Selected extract »
+-------+
# Ex fiance wants to be back in our daughters life after 1yr of no contact!



## EmilyL (Nov 1, 2012)

I'm 26 and gave birth to my only child 3yrs ago, Two years after our daughters birth my ex fiance bailed on us. He is 32 and although we had been together for 3yrs before, I loved him so so much he had trust issues with me as when we met i was seeing someone else and we had began an affair before i left my partner to be with him, i always felt he expected me to do the same to him. He was very intense and possessive with me and hated when guys would talk to me. He always wanted to have sex and constantly told me he loved me and begged me to never hurt him. Although we always had a pretty fiery relationship we loved each other so much that the fights didn't matter. When i became pregnant he was so happy but the nearer i got to giving birth he became more possessive and would come home from work at lunch time to make love to me. He would be very hot tempered and my best friend always said that she thinks be believes that if he can wear me out with a lot of sex then i would stray on him & that although we love each other we never belonged together. When our daughter turned 2 my fiance started saying that she didn't look like him and he didn't believe she was his, Long story short after lots of serious fighting he left us.

Last week after a year of no contact he came by my job at my lunch break, I was shocked when i found out my friend told him where i worked, He begged me to give him a second chance with being a dad and that he regrets every second he hasn't been with us. Our daughter doesn't know who he is and when i really needed him he hasn't there for us, I cant forgive him but he keeps calling me pleading for me to forgive him and give him a second chance. He told me he never stopped thinking about us, that he still loves me to death and just needed to clear his head. I know from friends that he has been single since he left. Im still so angry with him and i cant easily forgive him for leaving us when we needed him, He missed out on a year of her life, Although i know i still love him i still feel so much _hate_ for him, He told me he wants his family back and wont let us go without a fight. Is there any advice you could offer me?


----------



## Tikii (Jun 21, 2012)

My advice, don'tlet him back in. What's to stop him from bailing again? Do you want to put your daughter through that?
_Posted via Mobile Device_


----------



## Couleur (Apr 4, 2012)

I think you've got to let your child's dad back in her life. BUT, you can set some boundaries terms on how this process happen.

It sounds like you were engaged, not married. Does that mean you do not have a custody sharing arrangment/ child support agreement?

If not, get to a lawyer (or a mediator) and try to work one out.
+-------+
Can you retype the forum thread from "My advice, don'tlet" up to and including "this process happen."? Rely on the forum thread alone, bringing in nothing from outside it.
+-------+
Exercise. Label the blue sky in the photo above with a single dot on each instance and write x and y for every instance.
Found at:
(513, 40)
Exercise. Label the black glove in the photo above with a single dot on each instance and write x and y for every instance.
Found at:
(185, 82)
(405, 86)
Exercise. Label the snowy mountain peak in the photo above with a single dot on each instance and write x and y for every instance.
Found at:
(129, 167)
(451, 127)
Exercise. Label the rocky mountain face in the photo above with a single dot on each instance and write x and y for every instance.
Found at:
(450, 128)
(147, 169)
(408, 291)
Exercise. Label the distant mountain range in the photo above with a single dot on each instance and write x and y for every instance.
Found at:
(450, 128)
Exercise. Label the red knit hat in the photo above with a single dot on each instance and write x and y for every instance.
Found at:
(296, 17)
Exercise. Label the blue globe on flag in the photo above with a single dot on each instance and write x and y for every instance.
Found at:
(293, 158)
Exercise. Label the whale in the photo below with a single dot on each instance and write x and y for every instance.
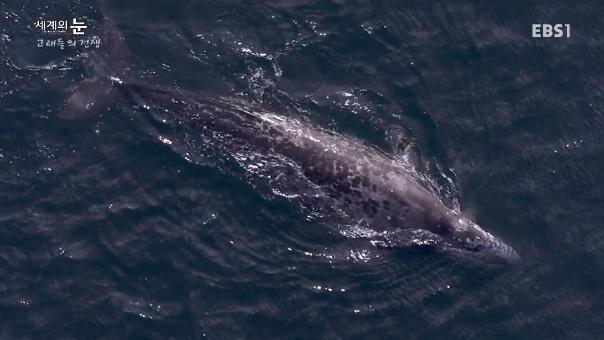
+-------+
Reply to the task »
My advice, don'tlet him back in. What's to stop him from bailing again? Do you want to put your daughter through that?
_Posted via Mobile Device_


----------



## Couleur (Apr 4, 2012)

I think you've got to let your child's dad back in her life. BUT, you can set some boundaries terms on how this process happen.